:: Given task ::
Give an exact copy of every line, leaving images out.

— start Recorded information —

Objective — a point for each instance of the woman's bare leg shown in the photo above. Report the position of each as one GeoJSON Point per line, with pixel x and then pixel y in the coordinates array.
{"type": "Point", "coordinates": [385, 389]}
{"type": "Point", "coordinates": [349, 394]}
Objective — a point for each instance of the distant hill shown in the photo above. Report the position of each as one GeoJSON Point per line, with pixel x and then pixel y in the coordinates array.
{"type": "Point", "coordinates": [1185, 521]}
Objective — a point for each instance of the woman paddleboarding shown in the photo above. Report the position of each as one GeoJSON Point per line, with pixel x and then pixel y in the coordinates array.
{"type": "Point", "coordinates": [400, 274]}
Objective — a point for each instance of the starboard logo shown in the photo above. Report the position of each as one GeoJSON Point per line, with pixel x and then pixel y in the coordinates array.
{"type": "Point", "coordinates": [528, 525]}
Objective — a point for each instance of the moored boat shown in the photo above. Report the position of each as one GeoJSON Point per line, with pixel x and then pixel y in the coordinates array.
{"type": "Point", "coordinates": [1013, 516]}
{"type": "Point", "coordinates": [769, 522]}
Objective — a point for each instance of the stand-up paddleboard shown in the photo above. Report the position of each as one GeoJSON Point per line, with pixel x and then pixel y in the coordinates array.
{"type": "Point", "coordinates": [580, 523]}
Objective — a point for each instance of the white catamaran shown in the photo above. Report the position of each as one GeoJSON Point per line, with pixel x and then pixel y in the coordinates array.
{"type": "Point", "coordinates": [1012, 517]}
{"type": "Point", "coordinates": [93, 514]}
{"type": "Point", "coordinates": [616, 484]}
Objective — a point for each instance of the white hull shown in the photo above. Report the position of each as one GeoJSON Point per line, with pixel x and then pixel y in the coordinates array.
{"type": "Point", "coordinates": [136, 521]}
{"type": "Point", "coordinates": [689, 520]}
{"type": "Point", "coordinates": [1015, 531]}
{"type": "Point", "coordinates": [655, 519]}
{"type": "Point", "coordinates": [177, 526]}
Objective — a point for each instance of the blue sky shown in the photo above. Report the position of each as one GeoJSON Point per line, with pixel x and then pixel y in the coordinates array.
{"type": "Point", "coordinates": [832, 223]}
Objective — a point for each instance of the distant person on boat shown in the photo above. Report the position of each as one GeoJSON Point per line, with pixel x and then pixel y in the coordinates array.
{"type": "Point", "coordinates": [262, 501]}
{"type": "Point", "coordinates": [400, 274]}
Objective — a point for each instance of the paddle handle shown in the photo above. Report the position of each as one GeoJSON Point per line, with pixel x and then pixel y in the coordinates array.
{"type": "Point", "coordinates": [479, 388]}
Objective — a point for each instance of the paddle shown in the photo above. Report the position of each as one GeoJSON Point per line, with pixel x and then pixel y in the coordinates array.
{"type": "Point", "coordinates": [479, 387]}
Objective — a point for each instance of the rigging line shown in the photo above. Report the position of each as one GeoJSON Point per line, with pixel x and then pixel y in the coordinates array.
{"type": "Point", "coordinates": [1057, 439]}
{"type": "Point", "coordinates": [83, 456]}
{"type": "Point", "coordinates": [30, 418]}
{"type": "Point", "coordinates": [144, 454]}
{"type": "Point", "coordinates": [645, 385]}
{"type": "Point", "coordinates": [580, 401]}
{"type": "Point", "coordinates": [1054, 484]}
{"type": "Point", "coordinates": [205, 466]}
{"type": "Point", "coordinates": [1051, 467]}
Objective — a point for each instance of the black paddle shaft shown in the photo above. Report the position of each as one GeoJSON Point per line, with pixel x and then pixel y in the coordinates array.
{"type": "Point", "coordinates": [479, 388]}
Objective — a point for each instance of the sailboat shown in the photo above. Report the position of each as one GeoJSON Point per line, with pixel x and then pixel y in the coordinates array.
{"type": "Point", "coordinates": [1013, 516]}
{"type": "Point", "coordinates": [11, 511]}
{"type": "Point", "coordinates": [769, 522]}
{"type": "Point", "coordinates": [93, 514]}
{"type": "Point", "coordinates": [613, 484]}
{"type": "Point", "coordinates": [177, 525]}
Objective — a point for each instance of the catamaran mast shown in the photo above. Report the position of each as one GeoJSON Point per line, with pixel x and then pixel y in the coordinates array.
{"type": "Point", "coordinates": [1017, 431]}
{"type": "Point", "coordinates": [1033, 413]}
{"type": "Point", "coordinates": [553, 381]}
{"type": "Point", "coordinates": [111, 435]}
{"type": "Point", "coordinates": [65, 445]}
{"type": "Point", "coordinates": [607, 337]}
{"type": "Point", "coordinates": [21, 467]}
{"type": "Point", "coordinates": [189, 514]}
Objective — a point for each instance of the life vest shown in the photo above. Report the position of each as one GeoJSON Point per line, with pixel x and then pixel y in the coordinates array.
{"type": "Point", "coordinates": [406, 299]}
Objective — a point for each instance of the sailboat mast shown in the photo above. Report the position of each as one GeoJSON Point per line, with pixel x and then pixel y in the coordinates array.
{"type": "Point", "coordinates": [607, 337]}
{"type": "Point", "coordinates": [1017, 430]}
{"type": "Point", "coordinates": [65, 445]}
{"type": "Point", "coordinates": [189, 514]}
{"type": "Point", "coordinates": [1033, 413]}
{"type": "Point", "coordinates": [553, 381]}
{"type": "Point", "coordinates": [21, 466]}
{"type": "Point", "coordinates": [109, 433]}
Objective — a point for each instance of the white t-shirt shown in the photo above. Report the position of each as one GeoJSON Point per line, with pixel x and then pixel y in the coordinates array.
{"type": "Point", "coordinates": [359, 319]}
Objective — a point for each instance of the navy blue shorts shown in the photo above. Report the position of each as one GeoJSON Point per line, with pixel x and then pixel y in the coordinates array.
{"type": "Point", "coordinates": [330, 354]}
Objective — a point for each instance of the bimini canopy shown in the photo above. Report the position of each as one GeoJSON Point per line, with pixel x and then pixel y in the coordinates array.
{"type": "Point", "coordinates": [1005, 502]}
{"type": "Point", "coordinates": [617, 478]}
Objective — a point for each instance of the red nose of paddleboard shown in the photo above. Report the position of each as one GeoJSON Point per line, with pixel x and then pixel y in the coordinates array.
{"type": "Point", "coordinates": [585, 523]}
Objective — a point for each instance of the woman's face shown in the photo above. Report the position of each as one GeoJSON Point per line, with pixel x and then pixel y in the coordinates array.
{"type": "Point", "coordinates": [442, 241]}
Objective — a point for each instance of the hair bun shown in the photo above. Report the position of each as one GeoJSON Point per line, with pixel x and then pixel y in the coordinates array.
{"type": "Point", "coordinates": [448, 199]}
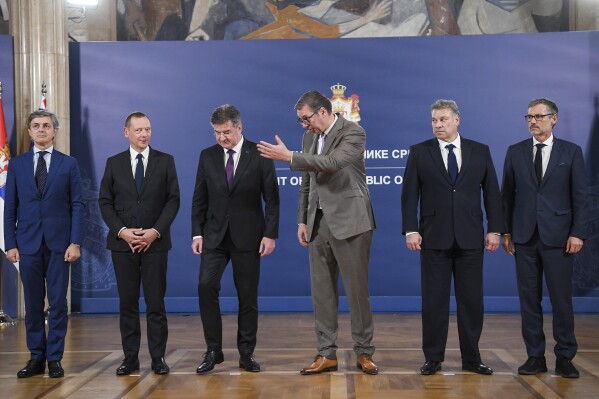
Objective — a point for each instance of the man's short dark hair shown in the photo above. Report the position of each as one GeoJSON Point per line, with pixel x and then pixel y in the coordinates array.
{"type": "Point", "coordinates": [551, 106]}
{"type": "Point", "coordinates": [40, 114]}
{"type": "Point", "coordinates": [224, 114]}
{"type": "Point", "coordinates": [446, 104]}
{"type": "Point", "coordinates": [135, 114]}
{"type": "Point", "coordinates": [315, 100]}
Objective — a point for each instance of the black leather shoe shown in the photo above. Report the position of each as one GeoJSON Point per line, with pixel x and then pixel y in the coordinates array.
{"type": "Point", "coordinates": [55, 369]}
{"type": "Point", "coordinates": [533, 365]}
{"type": "Point", "coordinates": [249, 363]}
{"type": "Point", "coordinates": [159, 366]}
{"type": "Point", "coordinates": [566, 369]}
{"type": "Point", "coordinates": [211, 358]}
{"type": "Point", "coordinates": [477, 367]}
{"type": "Point", "coordinates": [127, 367]}
{"type": "Point", "coordinates": [430, 367]}
{"type": "Point", "coordinates": [33, 367]}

— end Recorded information —

:: The answer ::
Objective — a point for each instance of the woman's bare leg shown in the photo above. Report the position of each as one GeoJSON Point per line, with pixel x and then pixel y in the coordinates array.
{"type": "Point", "coordinates": [385, 389]}
{"type": "Point", "coordinates": [349, 394]}
Objective — a point for each instance of the distant hill shown in the photo above. Report the position of each as one GeoJSON Point per line, with pixel x and then pixel y in the coordinates array.
{"type": "Point", "coordinates": [1185, 521]}
Objective — a point for each instance of the woman paddleboarding shown in the photo above. Report the position of each as one GeoJSON Point per line, with pixel x and then pixel y in the coordinates array.
{"type": "Point", "coordinates": [400, 274]}
Objective — a point for each instance of the starboard logo shown in the photo above. Report the position of each as one GeoJSON Point per line, with pixel x and then pixel y in the coordinates array.
{"type": "Point", "coordinates": [528, 525]}
Objective — a point for each instance of the moored boat shown in the photo above. Report the position of each as one GeoJSON Point per line, with pixel x and then pixel y in the coordinates array.
{"type": "Point", "coordinates": [1013, 516]}
{"type": "Point", "coordinates": [769, 522]}
Objective — a point for each instance of the stand-up paddleboard shown in the photo above. Report the position of each as one GeoJSON Point per line, with pixel x and then pixel y in the coordinates array.
{"type": "Point", "coordinates": [580, 523]}
Objective — a point for each instance of the white catamaran shown in the photo above. Report the position of each as one GeoJSON Point per line, with pixel x and then pixel y in the coordinates array.
{"type": "Point", "coordinates": [1012, 517]}
{"type": "Point", "coordinates": [93, 514]}
{"type": "Point", "coordinates": [616, 484]}
Objective — a point for each instance of the white hull shown in the photo above. Report the position of each as one GeoJSON Point per line, with pixel x and then pixel y in the coordinates array.
{"type": "Point", "coordinates": [136, 521]}
{"type": "Point", "coordinates": [689, 520]}
{"type": "Point", "coordinates": [1015, 531]}
{"type": "Point", "coordinates": [655, 519]}
{"type": "Point", "coordinates": [177, 526]}
Objective — a point for each instance of the blue sky shown in the photo above. Report the position of each as one GeoJSON Point per line, with pixel x and then pixel y in the coordinates array.
{"type": "Point", "coordinates": [832, 223]}
Objective — a point for each instance of the distant person on boat shown in the photo above. Report the position of each as one GeoJSON Point per line, with pixel x and then pixel y in the coordinates array.
{"type": "Point", "coordinates": [262, 501]}
{"type": "Point", "coordinates": [400, 274]}
Objective — a point for each instance of the paddle handle shown in the photo above. Report the position of each as one GeoJSON Point per line, with pixel x and then pixel y in the coordinates array.
{"type": "Point", "coordinates": [479, 388]}
Objective — a point for each instance of the paddle shown in the photo above. Report the position of each as one GeoJSON Point per line, with pixel x and then pixel y in the coordinates array.
{"type": "Point", "coordinates": [479, 387]}
Objective — a point for each instance of the rigging line shown in the photo above. Report the position of each as one GeoJSON Point per line, with pixel x and then pixel y in the coordinates array.
{"type": "Point", "coordinates": [1057, 439]}
{"type": "Point", "coordinates": [83, 456]}
{"type": "Point", "coordinates": [30, 418]}
{"type": "Point", "coordinates": [144, 454]}
{"type": "Point", "coordinates": [645, 385]}
{"type": "Point", "coordinates": [580, 401]}
{"type": "Point", "coordinates": [1054, 484]}
{"type": "Point", "coordinates": [205, 466]}
{"type": "Point", "coordinates": [1051, 467]}
Objective — a point for each instance of the black paddle shaft shown in the photo above. Report the position of each as one GeoJSON Point per line, with pixel x and then pixel y in the coordinates array.
{"type": "Point", "coordinates": [479, 388]}
Objective — a point for each instance of the sailboat shown in the photo above. Report the position of each as one GeoJSON Point per line, with pixel x and then pixel y in the coordinates array.
{"type": "Point", "coordinates": [1013, 516]}
{"type": "Point", "coordinates": [11, 511]}
{"type": "Point", "coordinates": [769, 522]}
{"type": "Point", "coordinates": [93, 514]}
{"type": "Point", "coordinates": [613, 484]}
{"type": "Point", "coordinates": [177, 525]}
Objective — a point for each instance of the catamaran mast shown in the photo above. Report the position of each as one GeoJSON Point per line, with pixel x and then pixel y in the coordinates array.
{"type": "Point", "coordinates": [1017, 431]}
{"type": "Point", "coordinates": [1033, 413]}
{"type": "Point", "coordinates": [553, 381]}
{"type": "Point", "coordinates": [111, 435]}
{"type": "Point", "coordinates": [65, 445]}
{"type": "Point", "coordinates": [607, 337]}
{"type": "Point", "coordinates": [21, 467]}
{"type": "Point", "coordinates": [189, 514]}
Objective — a point for each instance of the life vest shown in the photo above. Report the position of each as one GeoJSON Point per line, with pixel x and then pixel y in the coordinates array.
{"type": "Point", "coordinates": [406, 299]}
Objective — a point for each instance of the sailboat mast shown in the photo above. Report the position of each as one GeoJSON Point per line, with pixel x and then pixel y in the coordinates array.
{"type": "Point", "coordinates": [607, 337]}
{"type": "Point", "coordinates": [1017, 430]}
{"type": "Point", "coordinates": [65, 445]}
{"type": "Point", "coordinates": [189, 514]}
{"type": "Point", "coordinates": [1033, 413]}
{"type": "Point", "coordinates": [553, 381]}
{"type": "Point", "coordinates": [21, 466]}
{"type": "Point", "coordinates": [109, 433]}
Objective — a point for each instance of the white t-shirt shown in the photo above. Report the position of each as one GeoJSON Point per line, with pixel x and then pixel y in the coordinates array.
{"type": "Point", "coordinates": [359, 319]}
Objective — a point for each instance of the navy blue shorts shown in the photo above. Report the position of each as one GeoJSON Point per line, with pixel x and then pixel y in the coordinates array.
{"type": "Point", "coordinates": [330, 354]}
Objective — a point for each instance of the bimini canopy shown in the photo above. Report the position of each as one GeoJSON Point per line, with pixel x and then pixel y in the coordinates array.
{"type": "Point", "coordinates": [1005, 502]}
{"type": "Point", "coordinates": [617, 478]}
Objective — a point for each instance of the red nose of paddleboard shown in the photo above. Report the position of each as one GeoJSON Point per line, with pixel x and then pixel y in the coordinates array.
{"type": "Point", "coordinates": [585, 523]}
Objective — a point for each instance of the woman's face shown in the photo above. Report the position of each as one GeoJSON Point per line, with pixel x and then pixel y in the coordinates array.
{"type": "Point", "coordinates": [442, 241]}
Objective — a point for each instance of the hair bun shown in the photo above. Report the position of each as one GeoJSON Point per line, with pixel x and then pixel y in the coordinates array.
{"type": "Point", "coordinates": [448, 199]}
Objective — a point for each instance of the man's short dark hair shown in the photo above. Report the position of each as one GeoJSON Point per line, with pixel x and then pixel y in the coordinates array.
{"type": "Point", "coordinates": [551, 106]}
{"type": "Point", "coordinates": [40, 114]}
{"type": "Point", "coordinates": [224, 114]}
{"type": "Point", "coordinates": [446, 104]}
{"type": "Point", "coordinates": [135, 114]}
{"type": "Point", "coordinates": [315, 100]}
Objective — a point for each instance of the black leather shoe shown in the photo above. Report the position of each as one GeoJSON Point per line, with pixel x and then pixel y in the coordinates array.
{"type": "Point", "coordinates": [55, 369]}
{"type": "Point", "coordinates": [533, 365]}
{"type": "Point", "coordinates": [249, 363]}
{"type": "Point", "coordinates": [159, 366]}
{"type": "Point", "coordinates": [566, 369]}
{"type": "Point", "coordinates": [211, 358]}
{"type": "Point", "coordinates": [477, 367]}
{"type": "Point", "coordinates": [127, 367]}
{"type": "Point", "coordinates": [430, 367]}
{"type": "Point", "coordinates": [33, 367]}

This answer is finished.